**YOUR ASSIGNMENT**
Could you repeat, word for word, only the lines from the one containing "bush. Present it as a bracketed, comma-separated list." through the final line of the records below?

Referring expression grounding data
******************************
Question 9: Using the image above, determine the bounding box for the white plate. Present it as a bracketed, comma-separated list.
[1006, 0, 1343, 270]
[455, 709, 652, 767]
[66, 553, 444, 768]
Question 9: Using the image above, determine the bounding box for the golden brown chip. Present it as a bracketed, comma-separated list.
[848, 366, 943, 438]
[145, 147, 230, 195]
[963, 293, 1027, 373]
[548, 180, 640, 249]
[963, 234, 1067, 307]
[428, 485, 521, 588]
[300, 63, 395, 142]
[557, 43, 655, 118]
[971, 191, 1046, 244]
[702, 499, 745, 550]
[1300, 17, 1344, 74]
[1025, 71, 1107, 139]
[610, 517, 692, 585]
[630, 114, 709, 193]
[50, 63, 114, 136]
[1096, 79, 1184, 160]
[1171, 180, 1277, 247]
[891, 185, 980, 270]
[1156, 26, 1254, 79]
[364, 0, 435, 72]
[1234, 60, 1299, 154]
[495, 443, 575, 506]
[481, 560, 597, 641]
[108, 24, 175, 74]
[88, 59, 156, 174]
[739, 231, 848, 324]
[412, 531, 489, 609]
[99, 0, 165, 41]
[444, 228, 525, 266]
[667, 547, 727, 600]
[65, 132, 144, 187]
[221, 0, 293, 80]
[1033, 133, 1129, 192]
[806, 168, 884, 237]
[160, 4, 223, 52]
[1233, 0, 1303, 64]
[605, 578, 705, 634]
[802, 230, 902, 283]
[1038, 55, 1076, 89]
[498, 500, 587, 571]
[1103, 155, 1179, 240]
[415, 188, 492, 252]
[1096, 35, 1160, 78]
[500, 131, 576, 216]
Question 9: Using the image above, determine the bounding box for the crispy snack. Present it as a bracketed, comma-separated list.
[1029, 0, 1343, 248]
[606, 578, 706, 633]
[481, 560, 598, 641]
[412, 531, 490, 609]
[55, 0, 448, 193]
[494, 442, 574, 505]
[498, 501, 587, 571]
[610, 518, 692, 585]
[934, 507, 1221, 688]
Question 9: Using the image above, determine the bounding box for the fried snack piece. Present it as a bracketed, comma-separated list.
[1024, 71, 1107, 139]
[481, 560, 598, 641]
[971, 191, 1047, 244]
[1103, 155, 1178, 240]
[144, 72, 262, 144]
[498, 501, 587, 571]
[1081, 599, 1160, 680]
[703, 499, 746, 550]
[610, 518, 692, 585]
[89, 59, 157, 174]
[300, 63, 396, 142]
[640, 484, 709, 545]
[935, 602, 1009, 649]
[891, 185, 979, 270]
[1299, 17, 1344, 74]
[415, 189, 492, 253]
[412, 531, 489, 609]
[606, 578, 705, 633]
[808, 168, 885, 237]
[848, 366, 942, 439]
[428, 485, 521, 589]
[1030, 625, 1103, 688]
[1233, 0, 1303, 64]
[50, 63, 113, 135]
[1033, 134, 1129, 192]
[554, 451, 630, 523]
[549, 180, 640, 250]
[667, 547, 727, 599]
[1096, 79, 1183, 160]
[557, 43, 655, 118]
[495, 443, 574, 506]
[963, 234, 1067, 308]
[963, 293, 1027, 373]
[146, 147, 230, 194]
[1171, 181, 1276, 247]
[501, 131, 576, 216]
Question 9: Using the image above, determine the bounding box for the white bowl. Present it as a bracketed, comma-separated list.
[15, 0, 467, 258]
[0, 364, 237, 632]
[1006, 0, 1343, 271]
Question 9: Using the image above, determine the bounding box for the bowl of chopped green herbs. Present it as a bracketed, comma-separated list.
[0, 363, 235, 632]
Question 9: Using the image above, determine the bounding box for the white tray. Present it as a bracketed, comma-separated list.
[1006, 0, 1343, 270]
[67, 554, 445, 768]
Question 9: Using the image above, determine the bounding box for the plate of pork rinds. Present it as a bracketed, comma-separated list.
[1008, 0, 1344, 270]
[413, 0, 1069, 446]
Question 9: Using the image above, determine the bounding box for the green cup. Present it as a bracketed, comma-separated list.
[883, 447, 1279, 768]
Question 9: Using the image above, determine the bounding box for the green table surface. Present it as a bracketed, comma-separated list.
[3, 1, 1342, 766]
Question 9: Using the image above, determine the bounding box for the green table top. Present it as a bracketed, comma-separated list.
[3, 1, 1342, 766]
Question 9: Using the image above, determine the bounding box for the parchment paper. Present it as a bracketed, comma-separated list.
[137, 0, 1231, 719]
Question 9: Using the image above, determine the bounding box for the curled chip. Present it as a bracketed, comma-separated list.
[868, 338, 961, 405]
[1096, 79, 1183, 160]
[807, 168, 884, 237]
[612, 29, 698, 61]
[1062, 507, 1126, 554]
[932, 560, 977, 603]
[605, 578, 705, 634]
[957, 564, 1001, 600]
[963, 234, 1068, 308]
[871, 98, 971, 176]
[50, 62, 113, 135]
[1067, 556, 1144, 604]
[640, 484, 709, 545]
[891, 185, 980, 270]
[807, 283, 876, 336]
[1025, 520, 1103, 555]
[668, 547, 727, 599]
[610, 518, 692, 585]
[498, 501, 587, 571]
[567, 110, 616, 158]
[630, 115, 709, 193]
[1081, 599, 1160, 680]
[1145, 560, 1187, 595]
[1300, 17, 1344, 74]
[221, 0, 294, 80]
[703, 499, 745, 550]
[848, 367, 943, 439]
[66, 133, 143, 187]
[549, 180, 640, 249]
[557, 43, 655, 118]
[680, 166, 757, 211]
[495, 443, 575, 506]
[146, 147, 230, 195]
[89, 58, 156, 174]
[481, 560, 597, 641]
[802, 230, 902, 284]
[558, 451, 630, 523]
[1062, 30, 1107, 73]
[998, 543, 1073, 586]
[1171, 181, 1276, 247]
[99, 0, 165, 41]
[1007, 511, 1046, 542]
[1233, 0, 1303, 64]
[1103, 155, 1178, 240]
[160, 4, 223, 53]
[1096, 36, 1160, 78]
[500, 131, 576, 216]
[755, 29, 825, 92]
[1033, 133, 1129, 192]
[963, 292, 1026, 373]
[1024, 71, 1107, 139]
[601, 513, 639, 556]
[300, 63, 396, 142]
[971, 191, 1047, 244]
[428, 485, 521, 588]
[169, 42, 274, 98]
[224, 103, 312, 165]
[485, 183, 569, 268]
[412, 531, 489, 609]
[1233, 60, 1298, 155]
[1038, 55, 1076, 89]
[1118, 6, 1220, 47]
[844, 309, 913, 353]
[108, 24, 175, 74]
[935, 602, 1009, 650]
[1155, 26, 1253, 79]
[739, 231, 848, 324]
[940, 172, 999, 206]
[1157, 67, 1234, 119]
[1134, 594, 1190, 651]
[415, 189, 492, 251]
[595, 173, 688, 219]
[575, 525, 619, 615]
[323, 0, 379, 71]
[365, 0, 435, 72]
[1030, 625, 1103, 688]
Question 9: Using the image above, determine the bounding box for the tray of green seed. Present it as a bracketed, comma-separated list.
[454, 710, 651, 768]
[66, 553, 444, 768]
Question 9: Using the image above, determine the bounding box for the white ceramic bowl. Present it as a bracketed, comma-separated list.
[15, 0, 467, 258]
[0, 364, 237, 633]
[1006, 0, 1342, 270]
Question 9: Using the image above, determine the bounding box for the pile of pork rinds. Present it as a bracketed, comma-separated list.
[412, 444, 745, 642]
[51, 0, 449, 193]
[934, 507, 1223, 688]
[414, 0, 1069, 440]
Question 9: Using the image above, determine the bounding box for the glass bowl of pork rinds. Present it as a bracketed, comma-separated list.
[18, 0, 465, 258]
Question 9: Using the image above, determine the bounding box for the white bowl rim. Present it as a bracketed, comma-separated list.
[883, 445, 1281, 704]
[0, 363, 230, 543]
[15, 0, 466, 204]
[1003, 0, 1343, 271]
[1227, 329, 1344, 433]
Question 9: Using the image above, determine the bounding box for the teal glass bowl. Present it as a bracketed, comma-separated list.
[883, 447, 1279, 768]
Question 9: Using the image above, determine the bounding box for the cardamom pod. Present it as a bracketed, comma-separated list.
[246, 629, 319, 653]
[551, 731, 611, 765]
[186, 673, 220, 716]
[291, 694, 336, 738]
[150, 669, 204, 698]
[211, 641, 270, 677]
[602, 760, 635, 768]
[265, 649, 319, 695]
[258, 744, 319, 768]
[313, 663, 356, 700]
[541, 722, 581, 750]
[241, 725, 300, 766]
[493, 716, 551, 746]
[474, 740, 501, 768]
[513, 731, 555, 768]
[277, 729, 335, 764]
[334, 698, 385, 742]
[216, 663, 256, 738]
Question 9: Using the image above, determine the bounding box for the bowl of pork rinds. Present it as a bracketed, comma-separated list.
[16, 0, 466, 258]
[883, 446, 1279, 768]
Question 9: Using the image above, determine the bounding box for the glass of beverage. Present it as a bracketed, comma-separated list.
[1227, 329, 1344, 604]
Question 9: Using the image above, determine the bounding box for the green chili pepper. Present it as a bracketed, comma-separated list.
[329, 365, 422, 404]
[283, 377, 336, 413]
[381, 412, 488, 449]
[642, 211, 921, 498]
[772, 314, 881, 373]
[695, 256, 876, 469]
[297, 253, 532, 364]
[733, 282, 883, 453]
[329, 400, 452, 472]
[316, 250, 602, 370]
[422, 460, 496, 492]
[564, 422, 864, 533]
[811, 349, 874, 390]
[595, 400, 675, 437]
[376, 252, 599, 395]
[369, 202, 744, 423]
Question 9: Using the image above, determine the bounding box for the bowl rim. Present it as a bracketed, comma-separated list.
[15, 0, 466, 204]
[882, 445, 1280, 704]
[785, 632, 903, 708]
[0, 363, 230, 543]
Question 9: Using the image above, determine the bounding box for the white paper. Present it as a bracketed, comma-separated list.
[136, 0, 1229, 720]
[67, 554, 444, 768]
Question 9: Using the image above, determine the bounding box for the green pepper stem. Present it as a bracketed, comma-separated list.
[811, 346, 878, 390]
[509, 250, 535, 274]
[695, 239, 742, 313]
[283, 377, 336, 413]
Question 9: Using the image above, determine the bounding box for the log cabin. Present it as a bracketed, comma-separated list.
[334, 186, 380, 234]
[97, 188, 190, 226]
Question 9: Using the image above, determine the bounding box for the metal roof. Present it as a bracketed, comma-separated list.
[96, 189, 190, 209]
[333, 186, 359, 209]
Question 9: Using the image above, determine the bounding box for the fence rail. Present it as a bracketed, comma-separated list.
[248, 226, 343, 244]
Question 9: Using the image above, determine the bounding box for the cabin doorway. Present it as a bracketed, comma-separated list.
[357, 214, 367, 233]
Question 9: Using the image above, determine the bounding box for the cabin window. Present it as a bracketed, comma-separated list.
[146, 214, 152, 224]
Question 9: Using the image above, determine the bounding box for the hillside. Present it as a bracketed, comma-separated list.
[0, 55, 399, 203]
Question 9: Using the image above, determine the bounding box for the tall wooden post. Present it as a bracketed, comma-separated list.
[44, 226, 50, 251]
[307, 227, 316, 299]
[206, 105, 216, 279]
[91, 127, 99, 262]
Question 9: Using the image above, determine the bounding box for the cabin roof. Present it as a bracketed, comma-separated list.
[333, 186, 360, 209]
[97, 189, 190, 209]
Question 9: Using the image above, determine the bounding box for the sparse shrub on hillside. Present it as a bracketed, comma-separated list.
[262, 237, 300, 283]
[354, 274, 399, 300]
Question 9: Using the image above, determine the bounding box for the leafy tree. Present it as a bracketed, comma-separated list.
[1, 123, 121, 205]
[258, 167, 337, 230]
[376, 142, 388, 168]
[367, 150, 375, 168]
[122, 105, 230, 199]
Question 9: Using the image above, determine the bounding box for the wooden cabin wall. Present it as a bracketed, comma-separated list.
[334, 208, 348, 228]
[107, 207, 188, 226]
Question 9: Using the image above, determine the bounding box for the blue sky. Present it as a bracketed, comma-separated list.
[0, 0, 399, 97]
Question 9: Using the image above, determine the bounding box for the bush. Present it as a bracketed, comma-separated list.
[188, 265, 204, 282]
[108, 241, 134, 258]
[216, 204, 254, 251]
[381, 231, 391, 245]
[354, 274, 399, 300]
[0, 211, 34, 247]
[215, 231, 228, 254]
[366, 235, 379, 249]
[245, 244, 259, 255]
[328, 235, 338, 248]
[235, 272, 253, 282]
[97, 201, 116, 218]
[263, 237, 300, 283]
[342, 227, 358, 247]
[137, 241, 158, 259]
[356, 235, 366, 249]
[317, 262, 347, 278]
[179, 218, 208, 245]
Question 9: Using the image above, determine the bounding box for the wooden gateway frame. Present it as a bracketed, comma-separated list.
******************************
**TASK RESPONSE**
Question 9: Using the image above, determine the bounding box for the bush. Present it as a bracketed, comma-separated list.
[188, 265, 204, 282]
[108, 241, 134, 258]
[216, 204, 254, 251]
[381, 231, 391, 245]
[354, 274, 399, 300]
[0, 211, 34, 247]
[215, 231, 228, 254]
[366, 235, 379, 249]
[245, 244, 259, 255]
[328, 235, 338, 248]
[235, 272, 253, 282]
[97, 201, 116, 218]
[263, 237, 300, 283]
[342, 227, 358, 247]
[137, 241, 158, 259]
[356, 235, 366, 249]
[317, 262, 347, 278]
[179, 218, 208, 245]
Question 9: Using the image above, determine the bounding box for the wooden gateway frame. Present it as a bracketed, comma-separated list.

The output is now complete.